YOUR GOAL ▸ All lines containing the string "below" must be copied from the entries.
═════ GIVEN RECORDS
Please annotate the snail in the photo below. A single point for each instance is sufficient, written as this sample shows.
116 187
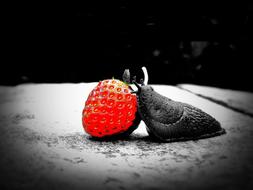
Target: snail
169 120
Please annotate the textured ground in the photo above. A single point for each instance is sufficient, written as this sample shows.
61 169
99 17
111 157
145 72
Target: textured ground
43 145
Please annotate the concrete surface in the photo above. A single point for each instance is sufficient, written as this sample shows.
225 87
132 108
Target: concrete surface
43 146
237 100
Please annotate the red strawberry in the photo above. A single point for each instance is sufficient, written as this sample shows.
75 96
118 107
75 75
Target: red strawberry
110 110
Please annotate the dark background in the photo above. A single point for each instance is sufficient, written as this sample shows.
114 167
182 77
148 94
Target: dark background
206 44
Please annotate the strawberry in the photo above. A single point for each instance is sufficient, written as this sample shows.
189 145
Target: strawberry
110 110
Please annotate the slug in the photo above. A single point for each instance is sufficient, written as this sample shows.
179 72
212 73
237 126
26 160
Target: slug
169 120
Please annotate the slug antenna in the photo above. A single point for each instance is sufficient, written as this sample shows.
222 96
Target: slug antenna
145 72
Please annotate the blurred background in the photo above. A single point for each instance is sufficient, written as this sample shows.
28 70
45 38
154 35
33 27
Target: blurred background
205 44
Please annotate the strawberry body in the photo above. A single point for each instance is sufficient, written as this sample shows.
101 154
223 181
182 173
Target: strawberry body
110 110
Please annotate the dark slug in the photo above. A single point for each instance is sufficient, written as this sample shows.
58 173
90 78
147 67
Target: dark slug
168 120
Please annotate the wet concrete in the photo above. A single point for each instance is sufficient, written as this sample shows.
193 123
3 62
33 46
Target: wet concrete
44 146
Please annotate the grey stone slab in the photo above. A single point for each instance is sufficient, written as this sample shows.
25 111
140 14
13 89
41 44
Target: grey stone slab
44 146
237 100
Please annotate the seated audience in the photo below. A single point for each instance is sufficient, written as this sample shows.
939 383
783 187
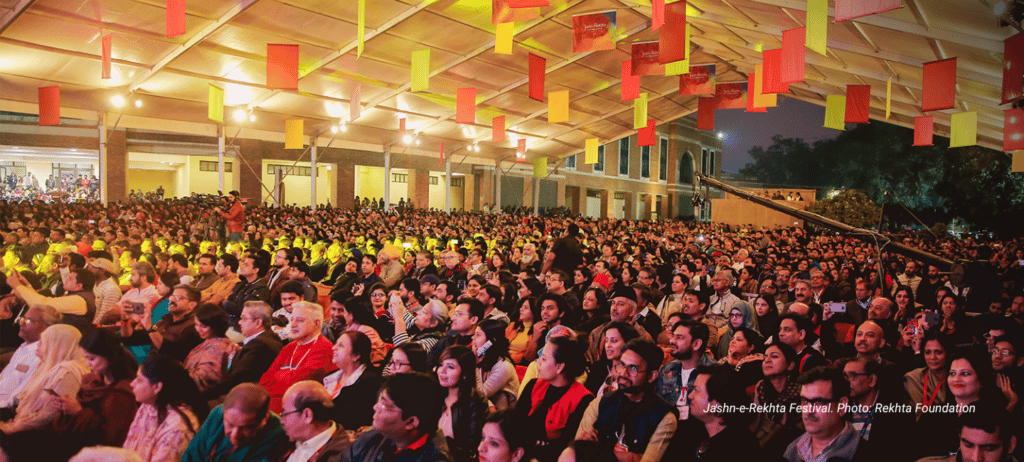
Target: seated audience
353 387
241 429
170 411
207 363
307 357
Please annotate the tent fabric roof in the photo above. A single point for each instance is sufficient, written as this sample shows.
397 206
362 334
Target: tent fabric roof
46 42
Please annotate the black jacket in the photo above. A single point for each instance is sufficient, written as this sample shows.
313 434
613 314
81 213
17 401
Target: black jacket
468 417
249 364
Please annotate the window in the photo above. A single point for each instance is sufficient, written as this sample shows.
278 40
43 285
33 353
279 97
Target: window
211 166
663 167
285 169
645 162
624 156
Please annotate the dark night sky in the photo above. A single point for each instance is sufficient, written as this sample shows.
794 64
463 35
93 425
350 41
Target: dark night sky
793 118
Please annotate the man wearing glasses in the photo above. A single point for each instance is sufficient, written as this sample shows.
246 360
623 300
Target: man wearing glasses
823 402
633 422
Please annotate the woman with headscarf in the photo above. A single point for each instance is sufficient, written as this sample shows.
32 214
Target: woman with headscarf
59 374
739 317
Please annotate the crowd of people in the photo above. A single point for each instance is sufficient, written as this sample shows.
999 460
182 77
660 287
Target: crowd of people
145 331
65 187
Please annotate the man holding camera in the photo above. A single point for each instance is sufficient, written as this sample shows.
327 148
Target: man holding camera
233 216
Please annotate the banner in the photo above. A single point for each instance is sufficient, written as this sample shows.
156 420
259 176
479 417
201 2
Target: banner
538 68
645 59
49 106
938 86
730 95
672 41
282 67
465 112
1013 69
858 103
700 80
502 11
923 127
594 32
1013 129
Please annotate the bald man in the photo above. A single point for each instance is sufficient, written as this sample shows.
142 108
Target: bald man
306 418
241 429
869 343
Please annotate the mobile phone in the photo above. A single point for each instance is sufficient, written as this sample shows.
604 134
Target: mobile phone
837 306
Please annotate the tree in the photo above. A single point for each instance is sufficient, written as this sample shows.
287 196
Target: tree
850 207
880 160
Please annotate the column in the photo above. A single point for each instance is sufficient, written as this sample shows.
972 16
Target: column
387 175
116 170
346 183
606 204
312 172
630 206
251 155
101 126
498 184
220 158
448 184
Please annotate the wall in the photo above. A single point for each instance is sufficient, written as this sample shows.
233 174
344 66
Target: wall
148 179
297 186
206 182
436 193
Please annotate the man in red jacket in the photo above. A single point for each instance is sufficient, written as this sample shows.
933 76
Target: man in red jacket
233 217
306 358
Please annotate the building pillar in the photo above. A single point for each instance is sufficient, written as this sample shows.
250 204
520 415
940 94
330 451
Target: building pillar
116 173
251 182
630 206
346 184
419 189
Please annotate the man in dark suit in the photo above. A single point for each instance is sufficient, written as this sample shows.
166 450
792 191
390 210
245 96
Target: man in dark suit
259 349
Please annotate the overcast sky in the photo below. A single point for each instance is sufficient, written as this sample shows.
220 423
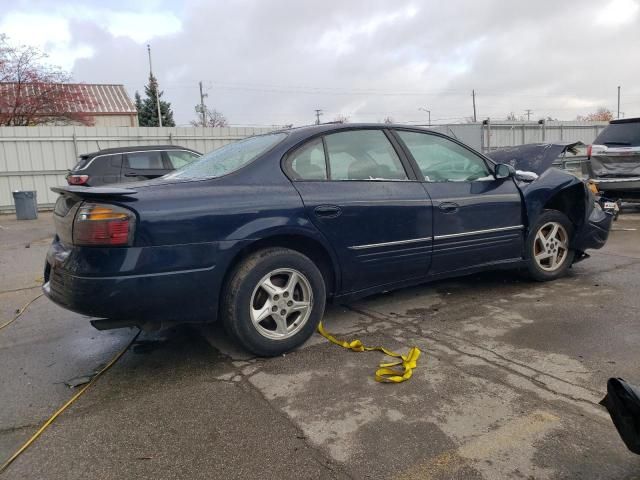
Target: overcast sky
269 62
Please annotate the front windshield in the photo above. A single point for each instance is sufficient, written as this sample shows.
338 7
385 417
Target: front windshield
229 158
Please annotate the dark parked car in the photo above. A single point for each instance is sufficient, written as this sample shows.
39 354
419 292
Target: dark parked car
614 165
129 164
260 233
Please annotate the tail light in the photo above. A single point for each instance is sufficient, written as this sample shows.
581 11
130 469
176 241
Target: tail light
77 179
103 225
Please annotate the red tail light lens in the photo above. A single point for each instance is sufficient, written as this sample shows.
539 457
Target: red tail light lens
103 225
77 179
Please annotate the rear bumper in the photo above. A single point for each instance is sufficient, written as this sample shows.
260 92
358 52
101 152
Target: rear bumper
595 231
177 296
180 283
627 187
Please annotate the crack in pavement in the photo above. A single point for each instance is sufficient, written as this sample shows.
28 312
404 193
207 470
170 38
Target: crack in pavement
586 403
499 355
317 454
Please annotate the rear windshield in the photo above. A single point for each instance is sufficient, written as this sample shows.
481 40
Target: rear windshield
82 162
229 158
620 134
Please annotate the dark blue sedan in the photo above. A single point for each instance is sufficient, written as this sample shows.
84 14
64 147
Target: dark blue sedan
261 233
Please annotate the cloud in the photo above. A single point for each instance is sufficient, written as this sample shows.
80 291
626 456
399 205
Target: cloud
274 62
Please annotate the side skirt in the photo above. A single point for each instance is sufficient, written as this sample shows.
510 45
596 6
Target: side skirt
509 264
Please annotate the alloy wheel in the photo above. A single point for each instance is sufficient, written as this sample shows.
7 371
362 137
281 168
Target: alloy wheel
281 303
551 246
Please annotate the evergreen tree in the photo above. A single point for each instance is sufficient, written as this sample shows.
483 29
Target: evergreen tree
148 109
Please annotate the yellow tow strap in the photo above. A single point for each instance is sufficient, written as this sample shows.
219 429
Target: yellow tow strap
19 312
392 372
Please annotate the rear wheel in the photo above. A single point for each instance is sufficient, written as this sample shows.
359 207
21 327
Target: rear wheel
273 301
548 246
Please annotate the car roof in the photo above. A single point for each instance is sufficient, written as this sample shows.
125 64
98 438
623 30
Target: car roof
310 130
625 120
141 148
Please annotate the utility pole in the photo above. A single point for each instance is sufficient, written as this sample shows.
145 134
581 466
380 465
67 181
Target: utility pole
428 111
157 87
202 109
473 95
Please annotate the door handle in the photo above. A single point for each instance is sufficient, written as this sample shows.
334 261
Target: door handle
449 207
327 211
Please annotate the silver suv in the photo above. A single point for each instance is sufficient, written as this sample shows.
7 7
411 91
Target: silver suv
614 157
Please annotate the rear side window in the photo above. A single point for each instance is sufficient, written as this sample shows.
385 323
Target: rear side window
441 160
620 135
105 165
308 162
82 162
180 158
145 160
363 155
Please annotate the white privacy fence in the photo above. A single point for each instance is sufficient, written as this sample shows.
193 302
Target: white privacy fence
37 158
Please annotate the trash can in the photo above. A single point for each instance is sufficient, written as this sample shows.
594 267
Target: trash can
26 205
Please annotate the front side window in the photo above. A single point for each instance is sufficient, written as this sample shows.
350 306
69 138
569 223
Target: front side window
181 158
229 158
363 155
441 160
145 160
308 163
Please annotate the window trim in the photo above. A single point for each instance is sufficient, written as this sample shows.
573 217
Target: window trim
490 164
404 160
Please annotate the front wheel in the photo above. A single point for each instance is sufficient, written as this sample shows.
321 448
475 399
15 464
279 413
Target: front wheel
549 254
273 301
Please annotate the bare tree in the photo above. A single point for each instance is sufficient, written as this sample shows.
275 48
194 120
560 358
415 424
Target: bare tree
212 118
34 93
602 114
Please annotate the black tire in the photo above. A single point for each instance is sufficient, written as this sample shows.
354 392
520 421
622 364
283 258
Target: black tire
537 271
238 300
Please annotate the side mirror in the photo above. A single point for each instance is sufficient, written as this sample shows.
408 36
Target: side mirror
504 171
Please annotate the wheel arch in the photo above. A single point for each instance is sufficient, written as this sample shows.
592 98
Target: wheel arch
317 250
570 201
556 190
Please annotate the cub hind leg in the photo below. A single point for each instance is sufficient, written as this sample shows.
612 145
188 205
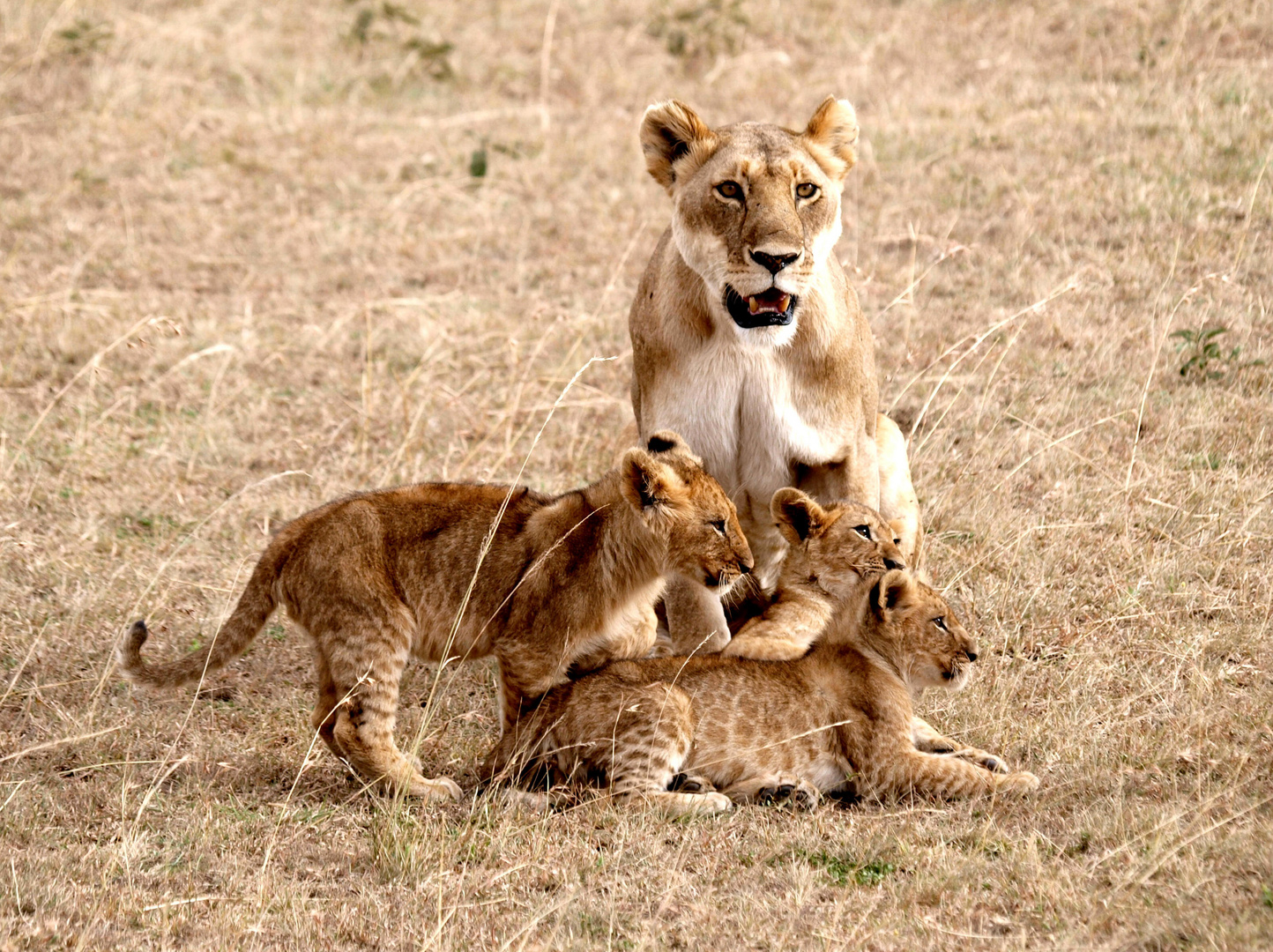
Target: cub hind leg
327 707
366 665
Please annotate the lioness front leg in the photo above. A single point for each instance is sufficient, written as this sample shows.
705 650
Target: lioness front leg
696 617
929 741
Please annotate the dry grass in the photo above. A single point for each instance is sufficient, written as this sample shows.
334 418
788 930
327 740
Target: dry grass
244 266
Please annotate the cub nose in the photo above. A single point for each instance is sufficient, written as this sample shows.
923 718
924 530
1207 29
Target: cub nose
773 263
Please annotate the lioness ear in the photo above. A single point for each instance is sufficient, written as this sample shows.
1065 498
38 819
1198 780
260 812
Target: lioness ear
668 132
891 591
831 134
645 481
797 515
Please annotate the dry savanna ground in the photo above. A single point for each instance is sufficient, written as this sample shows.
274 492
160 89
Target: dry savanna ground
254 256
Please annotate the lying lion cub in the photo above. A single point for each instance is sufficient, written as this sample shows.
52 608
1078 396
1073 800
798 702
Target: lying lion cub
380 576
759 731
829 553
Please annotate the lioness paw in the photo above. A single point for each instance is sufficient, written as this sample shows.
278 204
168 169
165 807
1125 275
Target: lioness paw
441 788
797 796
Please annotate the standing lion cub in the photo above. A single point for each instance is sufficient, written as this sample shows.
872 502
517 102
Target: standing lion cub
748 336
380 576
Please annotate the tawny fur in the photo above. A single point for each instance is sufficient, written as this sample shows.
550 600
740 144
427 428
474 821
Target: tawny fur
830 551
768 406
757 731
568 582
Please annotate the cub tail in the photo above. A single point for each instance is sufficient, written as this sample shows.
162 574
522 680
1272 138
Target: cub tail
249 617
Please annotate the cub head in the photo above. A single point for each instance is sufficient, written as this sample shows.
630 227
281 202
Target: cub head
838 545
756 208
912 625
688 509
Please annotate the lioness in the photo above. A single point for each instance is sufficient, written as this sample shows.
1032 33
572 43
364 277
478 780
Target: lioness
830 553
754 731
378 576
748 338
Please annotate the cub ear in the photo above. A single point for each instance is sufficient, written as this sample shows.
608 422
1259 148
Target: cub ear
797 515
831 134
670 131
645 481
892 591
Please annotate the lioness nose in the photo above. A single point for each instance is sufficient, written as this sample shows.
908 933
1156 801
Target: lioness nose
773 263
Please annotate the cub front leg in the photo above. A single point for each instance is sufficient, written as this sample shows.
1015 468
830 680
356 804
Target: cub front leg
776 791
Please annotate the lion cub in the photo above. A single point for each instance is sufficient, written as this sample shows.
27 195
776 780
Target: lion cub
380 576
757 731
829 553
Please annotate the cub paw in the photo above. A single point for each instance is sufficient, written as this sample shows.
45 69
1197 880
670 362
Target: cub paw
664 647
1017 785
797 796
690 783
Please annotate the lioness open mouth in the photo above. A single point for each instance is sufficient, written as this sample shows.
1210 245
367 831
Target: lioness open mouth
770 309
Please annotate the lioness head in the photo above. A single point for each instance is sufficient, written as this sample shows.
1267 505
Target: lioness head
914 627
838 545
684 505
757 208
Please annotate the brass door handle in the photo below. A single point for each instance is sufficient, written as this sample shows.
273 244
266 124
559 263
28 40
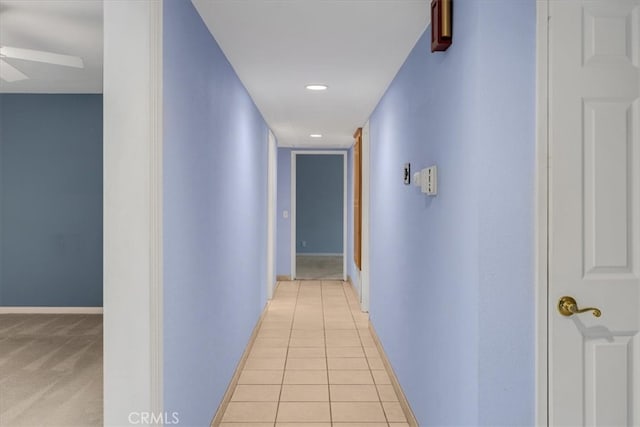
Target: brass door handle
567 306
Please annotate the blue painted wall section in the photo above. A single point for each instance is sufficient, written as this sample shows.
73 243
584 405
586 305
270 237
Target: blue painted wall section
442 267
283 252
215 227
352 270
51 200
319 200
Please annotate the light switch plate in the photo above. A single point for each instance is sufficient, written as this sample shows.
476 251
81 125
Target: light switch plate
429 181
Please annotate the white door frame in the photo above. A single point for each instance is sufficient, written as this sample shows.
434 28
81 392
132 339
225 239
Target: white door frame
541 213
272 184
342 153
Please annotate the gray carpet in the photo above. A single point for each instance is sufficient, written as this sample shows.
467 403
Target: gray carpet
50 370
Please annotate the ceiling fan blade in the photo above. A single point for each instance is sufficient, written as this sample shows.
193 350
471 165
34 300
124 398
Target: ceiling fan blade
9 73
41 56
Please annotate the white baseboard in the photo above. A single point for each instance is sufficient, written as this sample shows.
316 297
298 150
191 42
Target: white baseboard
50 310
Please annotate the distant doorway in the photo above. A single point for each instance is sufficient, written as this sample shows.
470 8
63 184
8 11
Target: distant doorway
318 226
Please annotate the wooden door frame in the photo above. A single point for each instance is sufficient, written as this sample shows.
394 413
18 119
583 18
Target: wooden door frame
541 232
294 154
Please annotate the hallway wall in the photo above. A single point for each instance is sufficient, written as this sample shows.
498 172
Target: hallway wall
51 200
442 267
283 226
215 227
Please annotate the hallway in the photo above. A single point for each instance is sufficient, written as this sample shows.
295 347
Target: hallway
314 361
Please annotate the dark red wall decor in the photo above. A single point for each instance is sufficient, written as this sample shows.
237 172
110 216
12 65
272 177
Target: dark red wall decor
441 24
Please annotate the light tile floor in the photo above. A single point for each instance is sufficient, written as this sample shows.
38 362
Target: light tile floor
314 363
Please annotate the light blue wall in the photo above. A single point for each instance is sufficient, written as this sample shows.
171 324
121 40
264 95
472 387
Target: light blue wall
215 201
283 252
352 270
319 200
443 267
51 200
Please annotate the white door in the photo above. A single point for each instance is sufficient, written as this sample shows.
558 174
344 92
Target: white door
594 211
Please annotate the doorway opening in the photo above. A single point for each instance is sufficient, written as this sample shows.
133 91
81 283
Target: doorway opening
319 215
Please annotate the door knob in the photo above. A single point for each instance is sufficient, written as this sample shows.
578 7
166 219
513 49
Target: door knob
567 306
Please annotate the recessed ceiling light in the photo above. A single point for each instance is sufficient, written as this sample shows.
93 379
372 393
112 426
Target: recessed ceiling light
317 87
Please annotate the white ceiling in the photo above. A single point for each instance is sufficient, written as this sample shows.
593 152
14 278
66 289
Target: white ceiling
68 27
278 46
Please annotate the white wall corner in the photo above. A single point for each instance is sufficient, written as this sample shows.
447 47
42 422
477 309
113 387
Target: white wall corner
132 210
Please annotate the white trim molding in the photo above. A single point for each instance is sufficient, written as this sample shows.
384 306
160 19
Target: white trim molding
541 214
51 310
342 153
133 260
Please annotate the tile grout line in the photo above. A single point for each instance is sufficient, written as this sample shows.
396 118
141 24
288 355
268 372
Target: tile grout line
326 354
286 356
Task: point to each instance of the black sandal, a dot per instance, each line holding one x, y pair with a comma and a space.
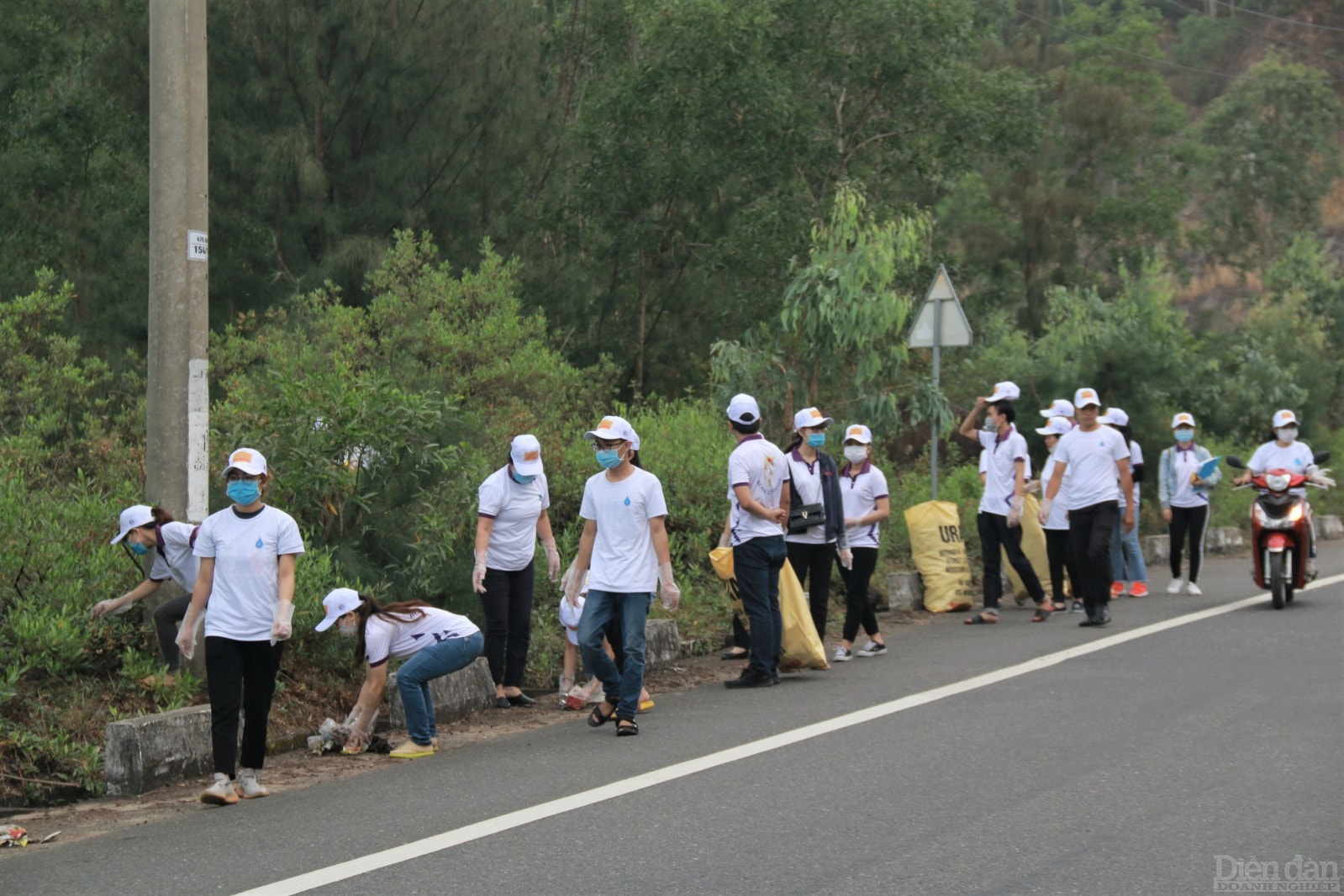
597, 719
══════════
SOLVED EXERCISE ▸
Please annotate the snail in the photo below. A single point for each instance is sufficient, written as this sample shows.
Please annotate the seated audience in the photo below. A single point for each instance is sufficient, written as this sample shows.
Please annotate the overcast sky in the photo below. A single point for each instance is sufficient, written as this sample shows.
Please annotate the cub hind leg in the photo below. A single point for each instance is sufficient, written as this sample shows.
Please annotate the brass door handle in the photo below. A single point for each instance is sufficient, written as this sample shows.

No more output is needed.